--- EXERCISE TEXT Enclosed Below ---
Why does voicing opinions feel spiky?

So far, I've argued that the article is really just suggesting we should develop opinions, and then articulate them, and that there's rarely enough consensus on any topic for this to be a 'spiky' exercise. So let's ask again: where does the spikyness come from?

I can't be sure why Cao chose the label of 'spiky opinions'. Maybe she and I simply have different understandings of the word, different mental associations with spikyness. But I suspect it's more than that.

Here's a few ways that devloping and voicing opinions can feel spiky to me:

  • When I'm not confident in my expertise: it feels a lot less spiky to develop an opinion based on 10 years experience in a domain, versus one formed after reading a handful of news articles. This is why I will always be more confident expressing my opinions on tech writing than on economics.
  • When I don't have psychological safety: if I anticipate a strongly hostile reaction, expressing an opinion feels spiky.
--- End of Enclosed EXERCISE TEXT ---
--- DATA SUPPLIED Enclosed Below ---
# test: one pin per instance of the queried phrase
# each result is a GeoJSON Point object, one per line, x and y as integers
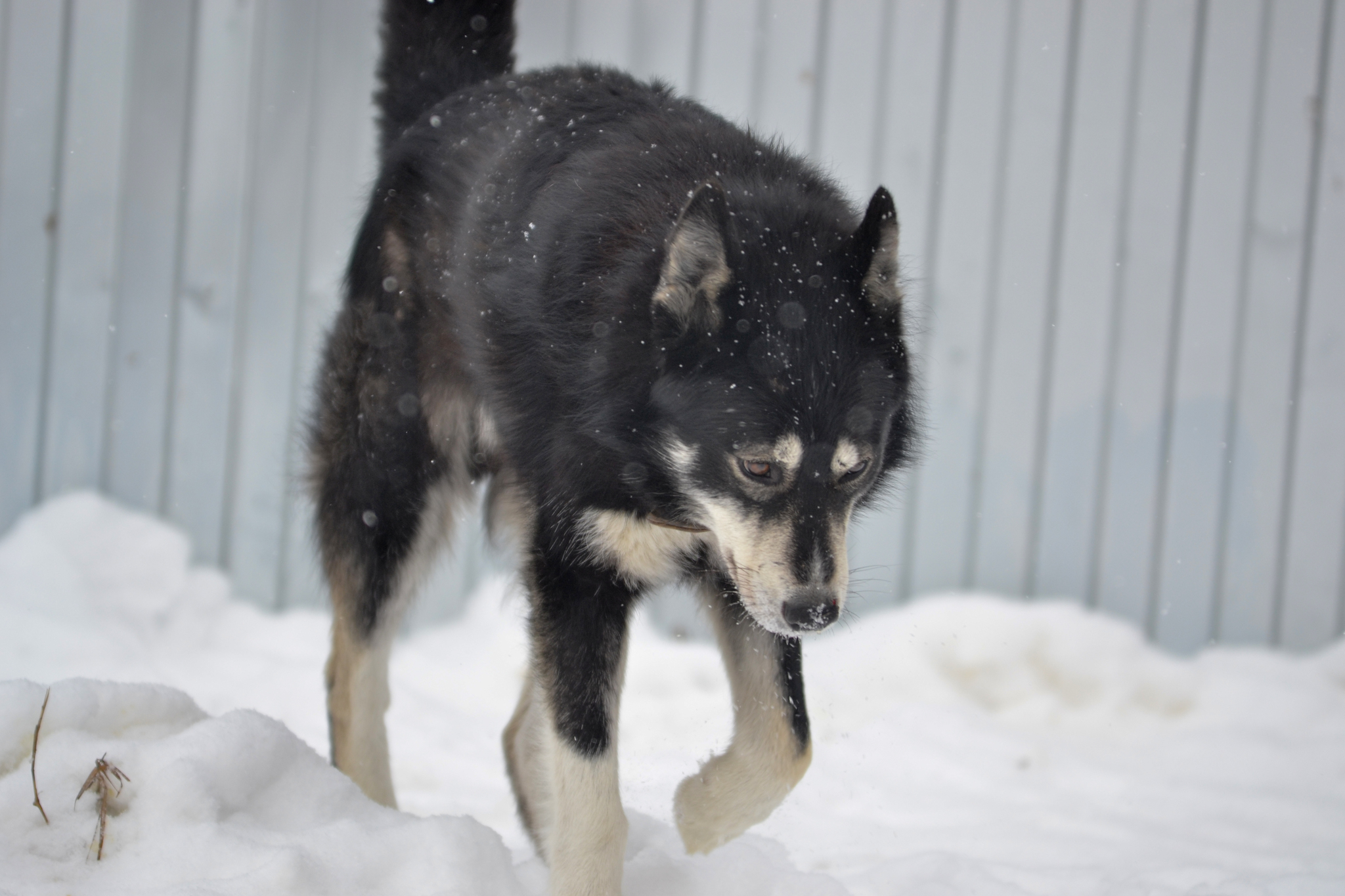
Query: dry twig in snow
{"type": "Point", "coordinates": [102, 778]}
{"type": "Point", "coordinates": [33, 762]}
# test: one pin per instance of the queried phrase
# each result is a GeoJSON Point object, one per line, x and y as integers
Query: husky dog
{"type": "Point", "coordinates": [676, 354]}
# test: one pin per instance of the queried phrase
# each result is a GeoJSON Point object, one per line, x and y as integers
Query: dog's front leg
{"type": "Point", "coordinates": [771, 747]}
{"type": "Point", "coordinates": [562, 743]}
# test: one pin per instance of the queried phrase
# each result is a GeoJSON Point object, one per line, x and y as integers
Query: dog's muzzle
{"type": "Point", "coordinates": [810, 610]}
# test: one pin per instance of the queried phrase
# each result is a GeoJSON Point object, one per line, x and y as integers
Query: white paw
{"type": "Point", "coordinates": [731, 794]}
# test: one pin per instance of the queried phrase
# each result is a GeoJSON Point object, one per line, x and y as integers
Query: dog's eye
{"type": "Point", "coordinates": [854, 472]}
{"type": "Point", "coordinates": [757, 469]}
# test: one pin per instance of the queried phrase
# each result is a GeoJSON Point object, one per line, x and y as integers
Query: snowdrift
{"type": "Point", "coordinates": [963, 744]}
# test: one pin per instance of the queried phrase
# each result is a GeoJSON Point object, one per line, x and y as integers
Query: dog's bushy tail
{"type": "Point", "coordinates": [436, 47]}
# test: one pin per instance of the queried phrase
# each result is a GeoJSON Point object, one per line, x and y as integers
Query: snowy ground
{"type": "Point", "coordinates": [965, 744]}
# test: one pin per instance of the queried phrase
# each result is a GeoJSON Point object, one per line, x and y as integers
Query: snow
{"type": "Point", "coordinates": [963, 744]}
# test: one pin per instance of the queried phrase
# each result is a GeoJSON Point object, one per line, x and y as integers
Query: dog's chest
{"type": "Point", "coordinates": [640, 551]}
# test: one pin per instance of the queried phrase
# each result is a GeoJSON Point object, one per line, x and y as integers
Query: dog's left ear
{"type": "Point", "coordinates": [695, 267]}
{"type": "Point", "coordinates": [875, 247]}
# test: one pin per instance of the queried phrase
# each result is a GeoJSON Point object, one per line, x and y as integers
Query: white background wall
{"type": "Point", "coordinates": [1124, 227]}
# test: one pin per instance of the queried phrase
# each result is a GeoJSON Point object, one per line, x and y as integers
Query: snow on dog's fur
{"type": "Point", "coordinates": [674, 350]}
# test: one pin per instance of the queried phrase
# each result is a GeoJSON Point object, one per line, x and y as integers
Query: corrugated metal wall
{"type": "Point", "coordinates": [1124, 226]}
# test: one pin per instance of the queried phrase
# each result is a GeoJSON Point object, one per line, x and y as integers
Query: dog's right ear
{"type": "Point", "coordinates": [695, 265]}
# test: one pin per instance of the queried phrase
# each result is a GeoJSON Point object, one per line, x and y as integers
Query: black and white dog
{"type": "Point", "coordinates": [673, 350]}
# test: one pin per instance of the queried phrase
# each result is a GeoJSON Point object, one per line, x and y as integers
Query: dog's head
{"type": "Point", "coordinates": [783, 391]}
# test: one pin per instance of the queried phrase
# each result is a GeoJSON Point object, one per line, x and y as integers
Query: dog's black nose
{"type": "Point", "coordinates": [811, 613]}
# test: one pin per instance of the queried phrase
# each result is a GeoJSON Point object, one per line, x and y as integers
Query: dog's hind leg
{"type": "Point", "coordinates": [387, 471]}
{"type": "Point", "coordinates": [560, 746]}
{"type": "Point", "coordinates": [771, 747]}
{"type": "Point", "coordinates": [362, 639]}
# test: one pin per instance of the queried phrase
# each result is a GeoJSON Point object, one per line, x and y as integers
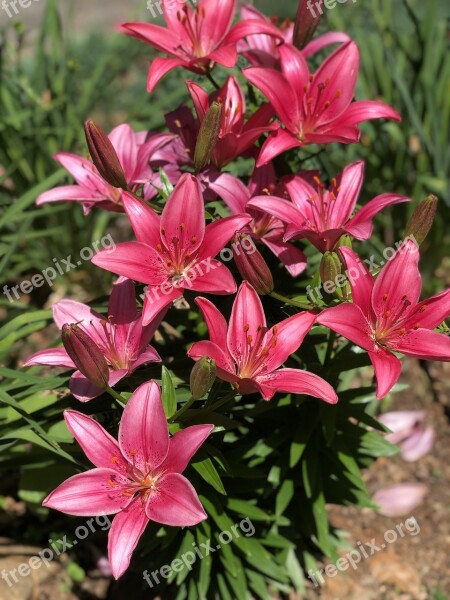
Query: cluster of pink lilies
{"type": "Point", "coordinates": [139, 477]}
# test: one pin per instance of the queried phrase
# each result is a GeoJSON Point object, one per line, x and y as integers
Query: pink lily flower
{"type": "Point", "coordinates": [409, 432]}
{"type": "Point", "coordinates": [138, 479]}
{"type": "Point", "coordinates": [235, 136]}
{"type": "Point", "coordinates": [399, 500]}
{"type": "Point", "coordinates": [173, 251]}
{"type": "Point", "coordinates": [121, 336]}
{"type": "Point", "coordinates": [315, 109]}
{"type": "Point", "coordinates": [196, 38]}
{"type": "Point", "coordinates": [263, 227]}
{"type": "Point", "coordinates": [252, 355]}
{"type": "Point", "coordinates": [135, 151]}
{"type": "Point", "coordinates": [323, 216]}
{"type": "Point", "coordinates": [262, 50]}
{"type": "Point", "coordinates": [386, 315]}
--- End of Enclosed DATA SUPPLIED ---
**DIRECTIONS FOR THIS TASK**
In the text on voicing opinions, when does expressing an opinion feel spiky to the writer if there is no psychological safety? These lines come from a different source than the text.

**TASK ANSWER**
When the writer expects a strongly hostile reaction.